■ Task list:
1 - Reproduce word for word the part of the Chuck Wielgus blog post starting with "The Chuck Wielgus" and going on through "in the forefront.".
2 - Decide whether each statement agrees with the Chuck Wielgus blog post, answering yes or no and quoting the words that settle it: (a) The report was conducted by the Gunderson National Child Protection Training. (b) Seventy-five people were interviewed for the report. (c) The staff meetings discourage debate.

■ Text block:

▼▼▼

The Chuck Wielgus Blog: Athlete Safety Front and Center in Independent Review


Wielgus (small)Today is one of the most pivotal days in the future of USA Swimming. I don’t make this statement lightly either, as we have dealt with many triumphs, and even some tragedies, over my 17 years as the executive director USA Swimming.  In fact, today could be a bellwether day for youth sports in general and I am proud that USA Swimming is in the forefront.

This afternoon, a report was released entitled “When the Athlete is a Child: An Assessment of USA Swimming’s Safe Sport Program.” This meticulous report was conducted with unfettered access by the Gunderson National Child Protection Training and its executive director Victor Vieth and his team. It is an independent and objective view of USA Swimming’s Safe Sport program and includes validation of things we have done, areas to improve, as well as criticisms of USA Swimming.

I encourage everyone to read the executive summary, as well as the full report that is now posted online, for all the findings. It is well worth the read.

I wanted to take a moment to explain the “why” behind commissioning this report in the first place and USA Swimming choosing to willingly open ourselves to this microscope of scrutiny.

If you spend time in our offices, you will know this is a not a team of “yes” people. As the executive director, I try to surround myself with people who aren’t afraid to challenge our thinking. Our staff meetings encourage debate, dissenting views and in rare instances downright arguing. With disagreement – some call it “constructive conflict” – we make ourselves better.

That is the genesis of commissioning this report – we wanted to make ourselves better. We wanted to improve the sport we are all so proud to be a part of. To do that effectively, we had to let voices be heard. For this report, 57 people were interviewed, including our harshest critics. Anyone who wanted a voice in this process was heard. The light of day was bright in every corner.

▲▲▲

■ Record set:
▼▼▼

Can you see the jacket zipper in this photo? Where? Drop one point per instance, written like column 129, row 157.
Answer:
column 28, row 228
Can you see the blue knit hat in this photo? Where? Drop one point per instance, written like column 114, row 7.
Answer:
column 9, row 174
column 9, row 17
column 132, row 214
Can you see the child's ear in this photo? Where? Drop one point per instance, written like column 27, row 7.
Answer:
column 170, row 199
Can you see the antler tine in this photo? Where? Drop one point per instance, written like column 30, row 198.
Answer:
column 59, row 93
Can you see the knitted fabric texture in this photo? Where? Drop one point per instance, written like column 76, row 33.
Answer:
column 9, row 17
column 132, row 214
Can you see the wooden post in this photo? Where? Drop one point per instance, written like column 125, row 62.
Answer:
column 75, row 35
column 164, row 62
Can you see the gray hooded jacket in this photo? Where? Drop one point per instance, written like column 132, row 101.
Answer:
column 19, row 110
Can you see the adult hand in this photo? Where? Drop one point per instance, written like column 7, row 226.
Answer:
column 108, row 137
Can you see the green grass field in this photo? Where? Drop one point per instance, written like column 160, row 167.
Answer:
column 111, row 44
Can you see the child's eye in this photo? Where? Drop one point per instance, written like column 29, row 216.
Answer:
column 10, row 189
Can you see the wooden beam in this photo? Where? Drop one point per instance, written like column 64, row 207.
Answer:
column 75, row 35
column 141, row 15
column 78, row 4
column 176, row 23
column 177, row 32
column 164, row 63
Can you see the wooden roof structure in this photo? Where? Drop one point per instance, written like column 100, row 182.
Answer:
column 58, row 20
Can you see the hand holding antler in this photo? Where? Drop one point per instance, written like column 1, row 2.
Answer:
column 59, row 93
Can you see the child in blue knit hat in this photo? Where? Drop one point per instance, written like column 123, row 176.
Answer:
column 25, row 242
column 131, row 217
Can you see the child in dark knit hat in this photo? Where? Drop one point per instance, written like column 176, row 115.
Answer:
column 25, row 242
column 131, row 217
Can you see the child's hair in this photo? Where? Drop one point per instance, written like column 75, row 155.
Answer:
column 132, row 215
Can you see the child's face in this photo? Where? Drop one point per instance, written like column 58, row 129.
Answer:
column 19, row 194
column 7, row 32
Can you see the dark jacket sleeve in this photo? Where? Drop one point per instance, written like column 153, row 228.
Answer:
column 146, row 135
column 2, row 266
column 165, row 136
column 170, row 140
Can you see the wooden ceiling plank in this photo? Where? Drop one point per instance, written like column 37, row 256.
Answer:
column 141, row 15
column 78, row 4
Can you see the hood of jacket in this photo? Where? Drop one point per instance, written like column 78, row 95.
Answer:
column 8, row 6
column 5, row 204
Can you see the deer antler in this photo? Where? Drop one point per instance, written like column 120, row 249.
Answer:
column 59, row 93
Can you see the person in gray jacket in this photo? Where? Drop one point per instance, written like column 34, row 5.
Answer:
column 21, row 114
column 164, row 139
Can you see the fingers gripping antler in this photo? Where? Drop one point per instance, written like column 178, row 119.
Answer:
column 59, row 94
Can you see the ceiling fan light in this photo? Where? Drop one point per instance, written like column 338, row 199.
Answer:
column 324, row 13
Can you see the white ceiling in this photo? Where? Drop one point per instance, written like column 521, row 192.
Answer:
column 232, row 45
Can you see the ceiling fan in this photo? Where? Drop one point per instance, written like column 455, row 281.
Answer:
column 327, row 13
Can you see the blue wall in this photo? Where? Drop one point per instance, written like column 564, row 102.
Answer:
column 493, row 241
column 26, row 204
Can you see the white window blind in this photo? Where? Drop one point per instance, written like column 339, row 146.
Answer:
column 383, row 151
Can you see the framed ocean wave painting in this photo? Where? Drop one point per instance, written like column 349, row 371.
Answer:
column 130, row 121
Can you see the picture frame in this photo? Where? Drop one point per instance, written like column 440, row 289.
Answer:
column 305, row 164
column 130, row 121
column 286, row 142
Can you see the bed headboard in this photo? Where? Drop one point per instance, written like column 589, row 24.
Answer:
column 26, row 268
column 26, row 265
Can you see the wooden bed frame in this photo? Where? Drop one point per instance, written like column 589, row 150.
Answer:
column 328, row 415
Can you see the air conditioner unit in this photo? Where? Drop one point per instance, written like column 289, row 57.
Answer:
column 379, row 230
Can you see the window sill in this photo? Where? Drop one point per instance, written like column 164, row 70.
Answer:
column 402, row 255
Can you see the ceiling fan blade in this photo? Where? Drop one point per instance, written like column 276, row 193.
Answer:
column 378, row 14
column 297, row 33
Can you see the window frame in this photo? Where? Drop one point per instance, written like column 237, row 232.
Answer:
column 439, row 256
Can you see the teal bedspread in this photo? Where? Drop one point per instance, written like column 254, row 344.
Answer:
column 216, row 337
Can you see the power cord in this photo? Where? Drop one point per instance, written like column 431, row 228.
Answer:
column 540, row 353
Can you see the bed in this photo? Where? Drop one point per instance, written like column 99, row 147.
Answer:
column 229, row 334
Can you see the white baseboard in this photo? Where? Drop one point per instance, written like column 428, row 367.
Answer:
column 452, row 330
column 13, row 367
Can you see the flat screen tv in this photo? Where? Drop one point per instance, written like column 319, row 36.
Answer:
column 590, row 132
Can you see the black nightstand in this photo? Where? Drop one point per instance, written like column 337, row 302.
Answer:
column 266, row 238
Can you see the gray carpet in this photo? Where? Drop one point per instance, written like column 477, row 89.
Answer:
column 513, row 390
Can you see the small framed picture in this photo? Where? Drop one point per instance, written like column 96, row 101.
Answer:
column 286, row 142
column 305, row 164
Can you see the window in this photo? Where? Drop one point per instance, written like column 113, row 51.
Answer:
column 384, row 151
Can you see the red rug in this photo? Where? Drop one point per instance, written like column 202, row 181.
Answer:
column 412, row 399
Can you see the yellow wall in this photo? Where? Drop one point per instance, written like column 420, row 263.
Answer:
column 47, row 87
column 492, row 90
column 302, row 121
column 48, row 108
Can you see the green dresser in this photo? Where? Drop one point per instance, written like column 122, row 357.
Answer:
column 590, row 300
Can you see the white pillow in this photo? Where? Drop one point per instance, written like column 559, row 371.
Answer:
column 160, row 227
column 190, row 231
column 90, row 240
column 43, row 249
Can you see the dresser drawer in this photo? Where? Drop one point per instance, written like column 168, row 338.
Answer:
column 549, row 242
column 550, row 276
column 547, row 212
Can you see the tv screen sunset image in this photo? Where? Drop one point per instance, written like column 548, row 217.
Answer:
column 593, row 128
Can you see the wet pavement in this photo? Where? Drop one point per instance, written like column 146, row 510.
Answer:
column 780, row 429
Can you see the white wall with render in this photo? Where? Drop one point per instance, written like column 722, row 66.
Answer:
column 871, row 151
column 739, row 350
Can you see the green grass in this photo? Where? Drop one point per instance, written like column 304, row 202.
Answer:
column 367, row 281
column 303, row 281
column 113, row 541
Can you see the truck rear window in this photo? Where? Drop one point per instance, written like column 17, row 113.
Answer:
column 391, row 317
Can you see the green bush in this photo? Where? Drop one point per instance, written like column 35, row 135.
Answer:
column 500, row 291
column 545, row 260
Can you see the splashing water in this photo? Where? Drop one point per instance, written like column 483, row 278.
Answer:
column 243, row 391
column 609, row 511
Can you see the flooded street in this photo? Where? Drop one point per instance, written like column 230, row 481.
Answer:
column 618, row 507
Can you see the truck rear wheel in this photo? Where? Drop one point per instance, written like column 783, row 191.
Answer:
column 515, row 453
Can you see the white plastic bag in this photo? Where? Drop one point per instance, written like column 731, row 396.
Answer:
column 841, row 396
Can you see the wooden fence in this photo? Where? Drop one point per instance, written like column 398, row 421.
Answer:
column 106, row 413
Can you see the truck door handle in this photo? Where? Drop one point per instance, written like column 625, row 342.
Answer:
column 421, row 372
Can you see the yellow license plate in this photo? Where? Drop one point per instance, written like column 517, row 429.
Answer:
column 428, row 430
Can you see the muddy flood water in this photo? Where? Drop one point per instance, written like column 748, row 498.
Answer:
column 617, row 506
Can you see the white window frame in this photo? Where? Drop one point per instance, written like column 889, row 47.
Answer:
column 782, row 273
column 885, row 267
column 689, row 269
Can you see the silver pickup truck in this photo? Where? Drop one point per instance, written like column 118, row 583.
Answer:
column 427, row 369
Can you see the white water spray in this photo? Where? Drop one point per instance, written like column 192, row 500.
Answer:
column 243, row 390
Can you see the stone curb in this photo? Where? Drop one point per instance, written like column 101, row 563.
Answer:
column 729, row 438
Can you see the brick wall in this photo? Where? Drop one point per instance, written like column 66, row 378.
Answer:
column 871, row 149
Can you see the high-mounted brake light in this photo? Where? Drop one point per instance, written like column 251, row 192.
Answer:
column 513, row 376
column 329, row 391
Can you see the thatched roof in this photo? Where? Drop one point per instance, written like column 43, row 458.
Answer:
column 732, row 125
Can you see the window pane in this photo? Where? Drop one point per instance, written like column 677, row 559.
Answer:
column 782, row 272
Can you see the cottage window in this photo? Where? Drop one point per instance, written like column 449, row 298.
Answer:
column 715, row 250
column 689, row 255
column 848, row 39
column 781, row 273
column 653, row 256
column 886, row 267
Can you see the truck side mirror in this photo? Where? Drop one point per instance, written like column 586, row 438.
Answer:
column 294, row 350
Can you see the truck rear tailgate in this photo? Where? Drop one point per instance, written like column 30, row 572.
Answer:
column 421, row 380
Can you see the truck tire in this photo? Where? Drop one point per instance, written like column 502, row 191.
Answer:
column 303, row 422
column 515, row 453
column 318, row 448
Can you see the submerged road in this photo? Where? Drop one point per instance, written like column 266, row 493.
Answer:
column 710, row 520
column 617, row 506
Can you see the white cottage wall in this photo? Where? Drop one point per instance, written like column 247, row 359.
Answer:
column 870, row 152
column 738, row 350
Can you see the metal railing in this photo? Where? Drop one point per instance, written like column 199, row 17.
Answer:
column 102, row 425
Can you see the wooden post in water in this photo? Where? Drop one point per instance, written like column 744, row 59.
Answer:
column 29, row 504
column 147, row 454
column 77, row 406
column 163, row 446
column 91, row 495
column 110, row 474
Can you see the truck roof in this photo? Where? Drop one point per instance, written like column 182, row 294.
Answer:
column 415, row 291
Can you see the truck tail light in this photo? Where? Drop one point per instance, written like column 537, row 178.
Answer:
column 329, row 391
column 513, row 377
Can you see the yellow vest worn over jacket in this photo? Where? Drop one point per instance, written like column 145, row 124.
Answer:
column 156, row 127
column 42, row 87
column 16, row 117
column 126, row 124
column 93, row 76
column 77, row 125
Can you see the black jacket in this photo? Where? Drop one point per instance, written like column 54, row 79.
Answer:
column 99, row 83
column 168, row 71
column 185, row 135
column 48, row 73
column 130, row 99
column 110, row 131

▲▲▲

■ Task-by-task outputs:
1 -
The Chuck Wielgus Blog: Athlete Safety Front and Center in Independent Review


Wielgus (small)Today is one of the most pivotal days in the future of USA Swimming. I don’t make this statement lightly either, as we have dealt with many triumphs, and even some tragedies, over my 17 years as the executive director USA Swimming.  In fact, today could be a bellwether day for youth sports in general and I am proud that USA Swimming is in the forefront.

2 -
(a) Yes: "This meticulous report was conducted with unfettered access by the Gunderson National Child Protection Training and its executive director Victor Vieth and his team."
(b) No: "For this report, 57 people were interviewed, including our harshest critics."
(c) No: "Our staff meetings encourage debate, dissenting views and in rare instances downright arguing."